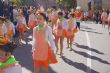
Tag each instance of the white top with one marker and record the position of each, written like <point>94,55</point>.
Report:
<point>74,23</point>
<point>49,37</point>
<point>64,23</point>
<point>15,69</point>
<point>11,26</point>
<point>21,20</point>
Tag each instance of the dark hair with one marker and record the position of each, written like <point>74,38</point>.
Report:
<point>60,13</point>
<point>44,16</point>
<point>9,47</point>
<point>2,18</point>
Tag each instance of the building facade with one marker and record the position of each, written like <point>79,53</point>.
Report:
<point>95,4</point>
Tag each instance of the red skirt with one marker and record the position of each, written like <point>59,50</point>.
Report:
<point>50,60</point>
<point>22,28</point>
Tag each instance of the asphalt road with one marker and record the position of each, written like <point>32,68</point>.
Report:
<point>90,54</point>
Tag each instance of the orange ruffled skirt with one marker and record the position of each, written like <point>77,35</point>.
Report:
<point>32,24</point>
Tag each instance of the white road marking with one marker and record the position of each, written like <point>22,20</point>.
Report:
<point>88,52</point>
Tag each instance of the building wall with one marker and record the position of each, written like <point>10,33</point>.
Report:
<point>84,4</point>
<point>46,3</point>
<point>106,4</point>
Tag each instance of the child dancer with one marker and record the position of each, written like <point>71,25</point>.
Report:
<point>44,46</point>
<point>2,27</point>
<point>8,63</point>
<point>21,26</point>
<point>70,34</point>
<point>10,29</point>
<point>59,32</point>
<point>32,22</point>
<point>104,18</point>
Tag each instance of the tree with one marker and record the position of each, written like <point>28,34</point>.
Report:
<point>67,3</point>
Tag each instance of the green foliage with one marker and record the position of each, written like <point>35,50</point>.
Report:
<point>67,3</point>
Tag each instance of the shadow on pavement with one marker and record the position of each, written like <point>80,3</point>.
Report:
<point>23,54</point>
<point>88,48</point>
<point>90,31</point>
<point>91,57</point>
<point>79,66</point>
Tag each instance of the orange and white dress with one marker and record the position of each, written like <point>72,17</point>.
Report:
<point>2,30</point>
<point>60,28</point>
<point>10,30</point>
<point>104,17</point>
<point>109,18</point>
<point>21,24</point>
<point>77,15</point>
<point>71,27</point>
<point>32,21</point>
<point>43,47</point>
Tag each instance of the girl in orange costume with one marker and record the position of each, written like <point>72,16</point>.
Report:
<point>43,41</point>
<point>59,32</point>
<point>70,34</point>
<point>104,18</point>
<point>2,33</point>
<point>10,29</point>
<point>21,26</point>
<point>32,22</point>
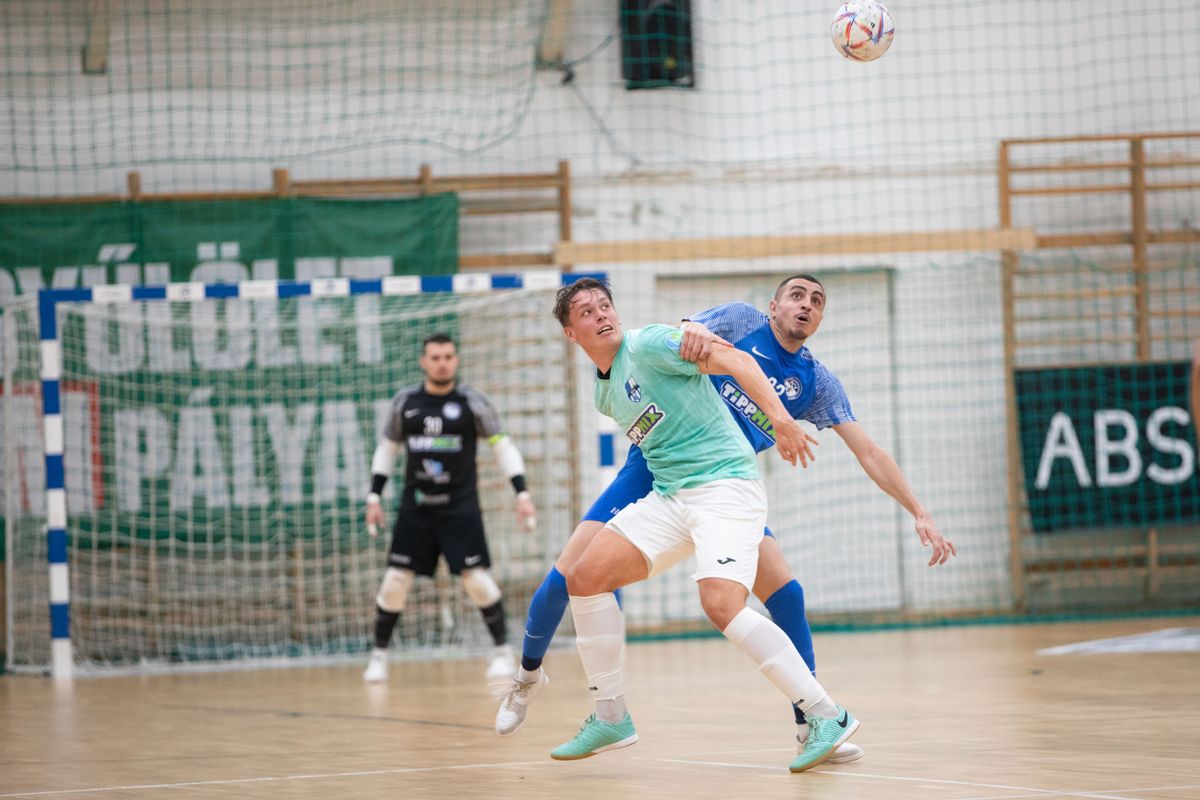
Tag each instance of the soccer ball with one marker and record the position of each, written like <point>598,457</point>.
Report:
<point>862,31</point>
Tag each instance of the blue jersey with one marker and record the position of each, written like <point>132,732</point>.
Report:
<point>808,390</point>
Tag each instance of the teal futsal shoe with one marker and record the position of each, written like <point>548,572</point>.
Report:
<point>595,737</point>
<point>825,735</point>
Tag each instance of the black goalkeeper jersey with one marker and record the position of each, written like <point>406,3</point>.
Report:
<point>441,433</point>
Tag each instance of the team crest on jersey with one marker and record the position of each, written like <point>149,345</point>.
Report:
<point>642,426</point>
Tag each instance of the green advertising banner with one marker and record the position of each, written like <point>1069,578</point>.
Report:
<point>189,404</point>
<point>1109,446</point>
<point>154,242</point>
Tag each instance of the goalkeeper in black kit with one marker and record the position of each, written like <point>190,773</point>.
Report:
<point>439,422</point>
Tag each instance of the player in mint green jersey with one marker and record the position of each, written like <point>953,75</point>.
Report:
<point>708,499</point>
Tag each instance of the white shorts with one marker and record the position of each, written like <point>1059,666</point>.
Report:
<point>720,522</point>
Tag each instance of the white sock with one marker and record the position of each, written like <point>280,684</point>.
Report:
<point>600,639</point>
<point>611,710</point>
<point>778,660</point>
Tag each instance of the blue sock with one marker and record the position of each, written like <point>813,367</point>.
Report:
<point>545,613</point>
<point>786,607</point>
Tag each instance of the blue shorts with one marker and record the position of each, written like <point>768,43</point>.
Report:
<point>633,482</point>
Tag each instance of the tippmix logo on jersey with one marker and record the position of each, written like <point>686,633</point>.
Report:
<point>642,426</point>
<point>745,407</point>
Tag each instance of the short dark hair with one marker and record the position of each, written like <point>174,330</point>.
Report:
<point>564,296</point>
<point>798,276</point>
<point>436,338</point>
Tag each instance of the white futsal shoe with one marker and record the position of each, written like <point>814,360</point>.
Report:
<point>515,701</point>
<point>502,665</point>
<point>377,668</point>
<point>846,752</point>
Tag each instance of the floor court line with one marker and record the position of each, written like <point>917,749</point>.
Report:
<point>1026,792</point>
<point>1107,794</point>
<point>136,787</point>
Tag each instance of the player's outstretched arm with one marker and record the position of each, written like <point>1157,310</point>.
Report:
<point>790,439</point>
<point>513,465</point>
<point>382,464</point>
<point>882,468</point>
<point>697,342</point>
<point>1195,391</point>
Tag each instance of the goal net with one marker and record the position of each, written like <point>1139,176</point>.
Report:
<point>217,457</point>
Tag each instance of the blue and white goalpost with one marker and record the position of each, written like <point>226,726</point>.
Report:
<point>521,382</point>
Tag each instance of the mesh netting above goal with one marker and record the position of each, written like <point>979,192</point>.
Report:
<point>217,457</point>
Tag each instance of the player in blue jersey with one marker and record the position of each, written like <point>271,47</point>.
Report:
<point>810,392</point>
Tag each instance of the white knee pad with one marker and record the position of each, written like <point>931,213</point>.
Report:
<point>480,587</point>
<point>394,589</point>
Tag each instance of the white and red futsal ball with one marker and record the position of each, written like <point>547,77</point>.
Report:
<point>863,31</point>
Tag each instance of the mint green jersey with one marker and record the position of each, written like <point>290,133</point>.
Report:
<point>670,410</point>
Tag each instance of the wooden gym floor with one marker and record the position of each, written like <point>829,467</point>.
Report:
<point>948,714</point>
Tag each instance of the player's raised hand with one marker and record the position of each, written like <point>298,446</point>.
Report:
<point>526,511</point>
<point>943,548</point>
<point>792,443</point>
<point>375,515</point>
<point>697,342</point>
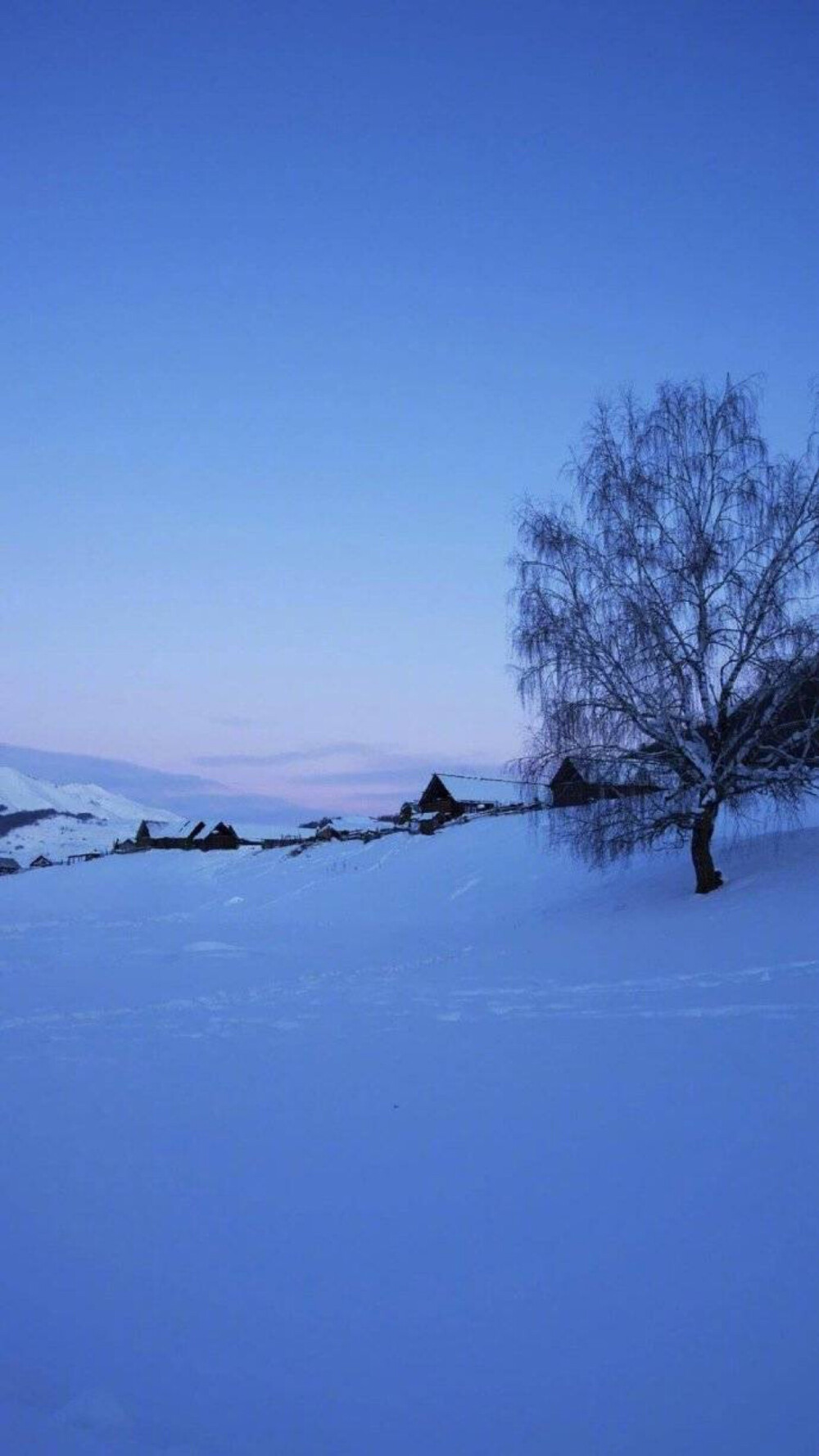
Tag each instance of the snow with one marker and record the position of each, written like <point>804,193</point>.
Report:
<point>433,1145</point>
<point>501,793</point>
<point>63,834</point>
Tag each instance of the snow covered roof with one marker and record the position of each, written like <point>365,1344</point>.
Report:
<point>491,791</point>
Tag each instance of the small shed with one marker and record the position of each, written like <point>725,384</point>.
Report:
<point>222,836</point>
<point>159,836</point>
<point>455,794</point>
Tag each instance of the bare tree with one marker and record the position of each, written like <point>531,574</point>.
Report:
<point>667,622</point>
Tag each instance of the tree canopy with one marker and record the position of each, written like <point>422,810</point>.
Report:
<point>667,619</point>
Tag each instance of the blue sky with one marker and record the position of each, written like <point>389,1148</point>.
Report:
<point>302,299</point>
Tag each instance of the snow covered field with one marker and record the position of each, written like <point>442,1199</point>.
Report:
<point>424,1147</point>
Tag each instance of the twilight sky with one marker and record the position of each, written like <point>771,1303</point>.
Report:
<point>301,299</point>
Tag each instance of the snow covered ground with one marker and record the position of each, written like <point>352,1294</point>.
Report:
<point>424,1147</point>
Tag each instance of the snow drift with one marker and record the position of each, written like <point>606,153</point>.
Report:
<point>429,1145</point>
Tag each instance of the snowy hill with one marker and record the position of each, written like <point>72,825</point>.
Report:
<point>63,819</point>
<point>433,1146</point>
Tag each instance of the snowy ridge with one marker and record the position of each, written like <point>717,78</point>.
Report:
<point>65,819</point>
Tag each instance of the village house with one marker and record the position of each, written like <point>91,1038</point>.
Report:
<point>579,780</point>
<point>155,836</point>
<point>454,794</point>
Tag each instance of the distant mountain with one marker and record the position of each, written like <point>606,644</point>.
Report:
<point>57,820</point>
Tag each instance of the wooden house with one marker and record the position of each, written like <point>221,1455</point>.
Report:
<point>579,780</point>
<point>454,794</point>
<point>158,838</point>
<point>222,836</point>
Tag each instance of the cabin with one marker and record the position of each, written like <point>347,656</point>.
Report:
<point>455,794</point>
<point>156,836</point>
<point>222,836</point>
<point>579,780</point>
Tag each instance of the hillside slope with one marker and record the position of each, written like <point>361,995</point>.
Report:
<point>433,1145</point>
<point>63,819</point>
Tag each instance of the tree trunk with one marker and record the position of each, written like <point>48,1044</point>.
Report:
<point>707,874</point>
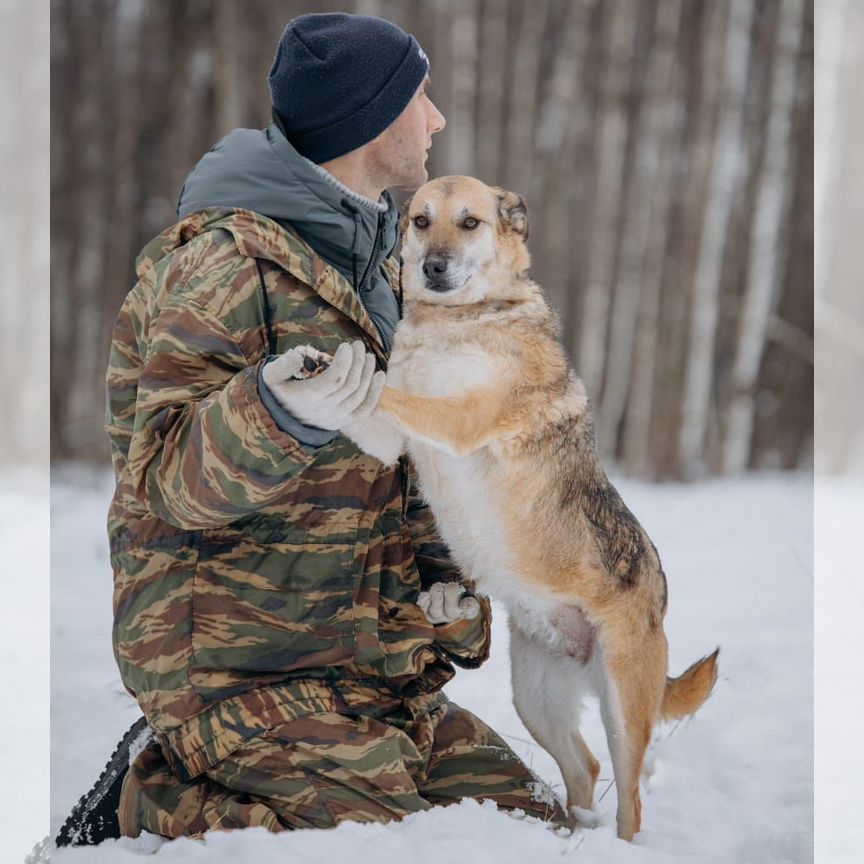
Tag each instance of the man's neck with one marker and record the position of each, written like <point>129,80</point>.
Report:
<point>351,171</point>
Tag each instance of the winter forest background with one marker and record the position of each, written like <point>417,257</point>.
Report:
<point>664,148</point>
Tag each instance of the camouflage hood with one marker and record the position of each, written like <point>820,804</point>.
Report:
<point>259,170</point>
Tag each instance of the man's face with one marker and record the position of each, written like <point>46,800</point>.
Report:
<point>397,157</point>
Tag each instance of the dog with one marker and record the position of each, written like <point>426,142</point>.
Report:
<point>480,393</point>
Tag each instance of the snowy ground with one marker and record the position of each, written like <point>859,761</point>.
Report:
<point>24,636</point>
<point>732,785</point>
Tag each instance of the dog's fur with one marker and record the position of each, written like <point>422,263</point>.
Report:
<point>500,430</point>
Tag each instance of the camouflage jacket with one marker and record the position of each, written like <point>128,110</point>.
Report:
<point>256,578</point>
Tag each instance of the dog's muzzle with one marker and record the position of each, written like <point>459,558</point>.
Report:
<point>437,272</point>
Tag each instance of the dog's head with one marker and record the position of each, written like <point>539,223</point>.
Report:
<point>463,241</point>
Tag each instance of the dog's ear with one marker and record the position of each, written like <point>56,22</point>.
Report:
<point>403,219</point>
<point>512,212</point>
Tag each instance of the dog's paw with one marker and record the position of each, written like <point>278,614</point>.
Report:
<point>582,818</point>
<point>446,602</point>
<point>311,361</point>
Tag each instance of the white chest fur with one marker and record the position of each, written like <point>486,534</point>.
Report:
<point>461,490</point>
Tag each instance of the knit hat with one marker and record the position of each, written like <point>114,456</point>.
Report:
<point>339,80</point>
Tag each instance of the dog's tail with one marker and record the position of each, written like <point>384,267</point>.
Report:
<point>684,694</point>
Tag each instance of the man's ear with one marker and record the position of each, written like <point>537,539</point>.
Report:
<point>403,219</point>
<point>512,212</point>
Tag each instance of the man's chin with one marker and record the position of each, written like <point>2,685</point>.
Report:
<point>413,183</point>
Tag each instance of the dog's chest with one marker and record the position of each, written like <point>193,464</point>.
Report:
<point>462,491</point>
<point>437,370</point>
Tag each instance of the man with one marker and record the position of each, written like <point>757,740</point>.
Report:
<point>267,572</point>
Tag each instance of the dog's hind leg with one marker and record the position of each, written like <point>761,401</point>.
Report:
<point>631,690</point>
<point>547,691</point>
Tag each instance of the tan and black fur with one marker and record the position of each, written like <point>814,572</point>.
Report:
<point>480,392</point>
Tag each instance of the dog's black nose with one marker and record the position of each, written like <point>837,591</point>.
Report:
<point>435,265</point>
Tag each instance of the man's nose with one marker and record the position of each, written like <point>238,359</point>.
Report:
<point>436,121</point>
<point>435,265</point>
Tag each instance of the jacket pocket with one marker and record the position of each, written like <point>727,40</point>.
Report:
<point>261,611</point>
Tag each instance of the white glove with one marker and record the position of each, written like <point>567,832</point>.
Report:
<point>445,603</point>
<point>348,387</point>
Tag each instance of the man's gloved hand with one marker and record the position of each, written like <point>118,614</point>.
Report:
<point>445,602</point>
<point>349,387</point>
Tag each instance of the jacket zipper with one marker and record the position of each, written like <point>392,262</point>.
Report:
<point>370,266</point>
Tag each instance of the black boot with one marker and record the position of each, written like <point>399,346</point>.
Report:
<point>94,817</point>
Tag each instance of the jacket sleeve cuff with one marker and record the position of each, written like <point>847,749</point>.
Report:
<point>311,436</point>
<point>467,641</point>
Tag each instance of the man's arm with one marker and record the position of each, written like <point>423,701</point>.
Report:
<point>466,641</point>
<point>205,450</point>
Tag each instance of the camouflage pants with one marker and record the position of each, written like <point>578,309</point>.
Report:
<point>319,770</point>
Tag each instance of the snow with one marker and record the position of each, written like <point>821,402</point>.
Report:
<point>734,784</point>
<point>24,636</point>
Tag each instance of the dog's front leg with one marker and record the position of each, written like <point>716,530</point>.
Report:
<point>377,436</point>
<point>459,424</point>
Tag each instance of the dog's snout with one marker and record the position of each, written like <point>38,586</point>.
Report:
<point>435,265</point>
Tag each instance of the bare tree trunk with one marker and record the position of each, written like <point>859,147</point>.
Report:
<point>636,450</point>
<point>490,107</point>
<point>562,126</point>
<point>523,98</point>
<point>226,66</point>
<point>640,197</point>
<point>763,262</point>
<point>726,176</point>
<point>609,150</point>
<point>463,19</point>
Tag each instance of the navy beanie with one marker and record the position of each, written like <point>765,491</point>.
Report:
<point>339,80</point>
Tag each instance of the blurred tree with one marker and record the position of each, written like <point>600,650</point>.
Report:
<point>663,147</point>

Your instructions — Repeat the line that contains "Tag each instance of the bare tree trunk", then every line after it until the records end, with nothing added.

Solution for this exercise —
Tag each instance of the bare tree trunk with one marker and record the position of each, written like <point>859,147</point>.
Report:
<point>636,450</point>
<point>490,107</point>
<point>562,126</point>
<point>523,98</point>
<point>226,66</point>
<point>640,197</point>
<point>763,262</point>
<point>726,176</point>
<point>609,150</point>
<point>463,19</point>
Tag each instance of the navy beanie with one marker and record the position of each, written like <point>765,491</point>.
Report:
<point>339,80</point>
Tag each instance of the blurred tree with one marker and record the position of each, written like <point>600,650</point>.
Report:
<point>663,147</point>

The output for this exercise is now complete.